WRITTEN REQUEST | Print the following data again line for line, with no changes.

Coordinate annotation data
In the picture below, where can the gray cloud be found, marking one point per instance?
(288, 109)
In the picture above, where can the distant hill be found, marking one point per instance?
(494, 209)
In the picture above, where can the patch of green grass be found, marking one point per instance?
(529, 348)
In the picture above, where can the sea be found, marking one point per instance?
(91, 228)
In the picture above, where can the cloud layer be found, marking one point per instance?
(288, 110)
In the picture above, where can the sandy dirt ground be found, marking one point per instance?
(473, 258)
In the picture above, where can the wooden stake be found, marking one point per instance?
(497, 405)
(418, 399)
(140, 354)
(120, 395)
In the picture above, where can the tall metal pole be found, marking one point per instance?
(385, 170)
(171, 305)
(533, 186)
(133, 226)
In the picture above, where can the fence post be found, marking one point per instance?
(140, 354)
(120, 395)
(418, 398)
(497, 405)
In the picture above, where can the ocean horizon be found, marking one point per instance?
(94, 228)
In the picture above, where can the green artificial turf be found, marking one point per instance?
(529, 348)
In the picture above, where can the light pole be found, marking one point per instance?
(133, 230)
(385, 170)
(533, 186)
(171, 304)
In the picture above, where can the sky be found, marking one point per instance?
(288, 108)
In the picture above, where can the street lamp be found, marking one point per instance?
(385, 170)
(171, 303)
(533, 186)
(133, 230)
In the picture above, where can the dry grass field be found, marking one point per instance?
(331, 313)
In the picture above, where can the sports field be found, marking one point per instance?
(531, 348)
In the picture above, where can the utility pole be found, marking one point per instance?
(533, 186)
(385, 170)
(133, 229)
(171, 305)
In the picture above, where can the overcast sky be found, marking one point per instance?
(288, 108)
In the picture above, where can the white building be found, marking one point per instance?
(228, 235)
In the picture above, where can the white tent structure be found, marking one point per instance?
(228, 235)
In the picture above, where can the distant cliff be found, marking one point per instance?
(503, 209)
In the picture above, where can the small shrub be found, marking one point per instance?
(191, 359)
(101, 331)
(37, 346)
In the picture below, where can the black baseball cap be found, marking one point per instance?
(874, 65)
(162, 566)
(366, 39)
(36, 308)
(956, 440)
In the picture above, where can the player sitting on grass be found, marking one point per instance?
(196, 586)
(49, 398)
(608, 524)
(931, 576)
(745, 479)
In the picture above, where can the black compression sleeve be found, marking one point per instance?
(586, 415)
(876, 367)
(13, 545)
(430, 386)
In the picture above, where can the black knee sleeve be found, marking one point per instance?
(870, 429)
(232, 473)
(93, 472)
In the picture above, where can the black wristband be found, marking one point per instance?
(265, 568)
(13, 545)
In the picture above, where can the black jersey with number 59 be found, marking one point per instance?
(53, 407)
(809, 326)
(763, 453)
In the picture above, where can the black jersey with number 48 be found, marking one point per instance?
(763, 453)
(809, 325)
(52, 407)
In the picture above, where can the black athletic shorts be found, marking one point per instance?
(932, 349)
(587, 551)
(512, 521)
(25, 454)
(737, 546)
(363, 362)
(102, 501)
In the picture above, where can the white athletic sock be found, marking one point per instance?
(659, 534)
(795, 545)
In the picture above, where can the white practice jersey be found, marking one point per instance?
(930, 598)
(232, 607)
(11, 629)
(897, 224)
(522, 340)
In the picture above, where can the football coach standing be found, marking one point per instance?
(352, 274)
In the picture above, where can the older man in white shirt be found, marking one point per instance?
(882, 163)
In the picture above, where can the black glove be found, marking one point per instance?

EXERCISE RESPONSE |
In the picture below, where can the gray cloud be found, marking one point per instance?
(288, 109)
In the picture above, where can the distant hill be found, marking one point per instance?
(494, 209)
In the picture above, where can the patch of green grass be found, marking one point per instance?
(529, 348)
In the picture above, where can the sea be found, marking one point per instance?
(91, 228)
In the picture above, where can the cloud layer be found, marking one point per instance?
(288, 110)
In the picture above, where can the sandy dirt ground be found, marking one point per instance?
(473, 258)
In the picture above, where can the wooden stake be found, marking one point per instance?
(497, 405)
(418, 399)
(140, 354)
(120, 395)
In the picture above, where can the tall metal pole be found, marking one point per instance?
(385, 170)
(171, 305)
(533, 186)
(133, 226)
In the picture above, where can the fence post be found, marking one point per instance?
(140, 354)
(120, 395)
(418, 398)
(497, 405)
In the picture above, where can the ocean horizon be found, marking one point per instance?
(94, 228)
In the picture above, where can the green artificial turf be found, marking one point per instance?
(529, 348)
In the picture above, where can the light pole be found, marking one point per instance?
(133, 230)
(385, 170)
(533, 186)
(171, 304)
In the picture above, where can the sky be found, marking one point per instance?
(288, 108)
In the picture above, where can the street lamp be found, marking one point per instance?
(385, 170)
(171, 303)
(533, 186)
(133, 230)
In the picture above, where can the dry grass field be found, marking one point per instance?
(331, 313)
In the picture above, where can the sports field be found, marking one point per instance?
(531, 348)
In the picture above, where can the utility pole be found, marking one point per instance?
(533, 186)
(385, 170)
(133, 229)
(171, 305)
In the picture above, where can the overcast sky be found, marking one point per instance?
(288, 108)
In the picture above, where can the white building be found, marking one point per instance?
(228, 235)
In the picture above, where can the white tent structure be found, marking one point per instance?
(228, 235)
In the picture above, where can the distant cliff be found, marking one point per instance?
(503, 209)
In the picture above, where can the small shrub be found, marking one point per instance?
(191, 359)
(101, 331)
(37, 346)
In the picture below, where can the black baseball cap be found, marking one point per instance?
(874, 65)
(162, 566)
(366, 39)
(36, 308)
(956, 440)
In the picture above, where can the player sitting on grass be found, marking one point per instance?
(196, 586)
(49, 398)
(608, 524)
(931, 576)
(745, 479)
In the picture above, where can the black compression sleeve be found, marking one point per instance?
(586, 415)
(876, 367)
(13, 545)
(430, 386)
In the picture above, where can the black knee sleeve be found, marking one point per instance?
(870, 429)
(232, 473)
(93, 472)
In the picture above, where can the black wristband be found, marking one point per instance?
(265, 568)
(13, 545)
In the picture above, where can the black jersey with number 59 be found, marking one point per instance?
(53, 407)
(809, 326)
(763, 453)
In the picture above, where can the black jersey with number 48 be found, marking one point per instance?
(763, 453)
(809, 325)
(52, 407)
In the picture above, where can the black athletic shorts be found, marking one point per instance?
(932, 349)
(587, 551)
(512, 521)
(25, 454)
(737, 546)
(363, 362)
(102, 501)
In the picture above, where can the white athletic sock be found, marking one point per instance?
(659, 534)
(795, 545)
In the picture above, where can the white practice jersey be found, marking one point per instance?
(930, 598)
(232, 607)
(11, 629)
(897, 224)
(522, 340)
In the picture above, where can the football coach standing be found, marking one point per instance?
(352, 274)
In the picture above, where can the older man in white shirt be found, marking one point per instance?
(882, 163)
In the picture above, where can the black glove be found, marking one point per instance?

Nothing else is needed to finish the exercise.